>> Start
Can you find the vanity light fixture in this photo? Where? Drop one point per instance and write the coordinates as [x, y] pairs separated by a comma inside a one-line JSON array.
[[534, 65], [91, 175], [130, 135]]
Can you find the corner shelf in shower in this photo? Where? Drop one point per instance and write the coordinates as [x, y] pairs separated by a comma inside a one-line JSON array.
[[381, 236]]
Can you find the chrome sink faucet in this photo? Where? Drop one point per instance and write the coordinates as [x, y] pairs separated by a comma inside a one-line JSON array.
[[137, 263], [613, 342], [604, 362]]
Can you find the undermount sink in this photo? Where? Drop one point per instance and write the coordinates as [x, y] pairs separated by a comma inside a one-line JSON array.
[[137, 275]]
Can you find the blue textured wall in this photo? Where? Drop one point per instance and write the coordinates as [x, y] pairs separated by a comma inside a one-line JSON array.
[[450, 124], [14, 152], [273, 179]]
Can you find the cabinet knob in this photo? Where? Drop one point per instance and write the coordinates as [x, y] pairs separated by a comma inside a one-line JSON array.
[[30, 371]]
>> End
Can you quote, character for character, everything from the row containing "Can you find the corner" down to the final row?

*Reply*:
Can you find the corner shelf in shower in this photo? Where? Drop one point per instance and write the coordinates as [x, y] pairs separated by a comma inside a one-line JSON array.
[[381, 236]]
Can you find the chrome sink faucet in this photo? Where? Drop one point per instance and write the coordinates as [x, y] pairs separated by a comma inside a one-line JSON array.
[[137, 263], [613, 342], [604, 362]]
Can you find the undermount sink in this photo? Where? Drop one point per instance and write the coordinates as [x, y] pairs separated by a comma inside a one-line JSON array.
[[137, 275]]
Can you find the blue textured wall in this photo? Where? Drop one point per instance and write the coordinates as [x, y] pairs separated by a comma inside a one-line JSON array.
[[450, 124], [14, 152], [273, 179]]
Can you find the cabinet knob in this photo? Where? Drop one point per instance and write the coordinates as [x, y] pairs separated by a comma inside a one-line JSON array.
[[30, 371]]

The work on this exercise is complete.